Around 2 a.m. on March 19, Adam Wood, a San Francisco firefighter on duty, received a 911 call and rushed to the city’s Mission neighborhood to aid a male who was facing a medical emergency. However, while attempting to transport the patient to the hospital, Mr. Wood encountered an unexpected obstacle – a driverless vehicle operated by Waymo, an autonomous car company owned by Google’s parent company, Alphabet.
With no human driver to instruct to move out of the way, Mr. Wood spoke through a device in the car to a remote operator. Another autonomous Waymo car later arrived and obstructed the other side of the street, leading to a delay of seven minutes in the emergency response.
This experience shed light on how self-driving taxis are starting to impact city services. In San Francisco and Austin, Texas, where passengers can hail autonomous vehicles, the cars have slowed down emergency response times, caused accidents, increased congestion, and added to the workloads of local officials.
San Francisco documented more than 600 self-driving vehicle incidents from June 2022 to June 2023, while Austin reported 52 autonomous car incidents in a short period. To address these challenges, both cities have allocated resources to develop policies and track incidents related to autonomous cars.

+ + + + + + +

### Problem to solve
Reproduce word for word the stretch of the text on driverless cars and emergency response from "This experience shed" through "to autonomous cars.".

### Supplied material

+ + + + + + +

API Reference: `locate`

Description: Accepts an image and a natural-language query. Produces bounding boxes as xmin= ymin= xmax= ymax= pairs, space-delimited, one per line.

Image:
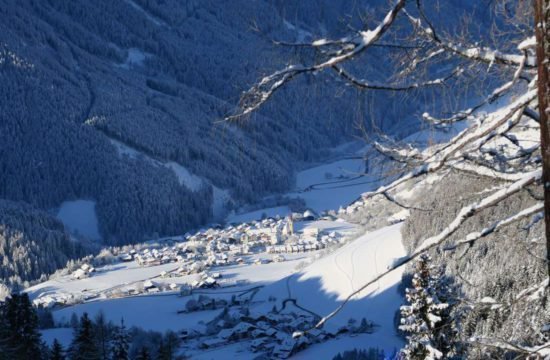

+ + + + + + +

### Output of the exercise
This experience shed light on how self-driving taxis are starting to impact city services. In San Francisco and Austin, Texas, where passengers can hail autonomous vehicles, the cars have slowed down emergency response times, caused accidents, increased congestion, and added to the workloads of local officials.
San Francisco documented more than 600 self-driving vehicle incidents from June 2022 to June 2023, while Austin reported 52 autonomous car incidents in a short period. To address these challenges, both cities have allocated resources to develop policies and track incidents related to autonomous cars.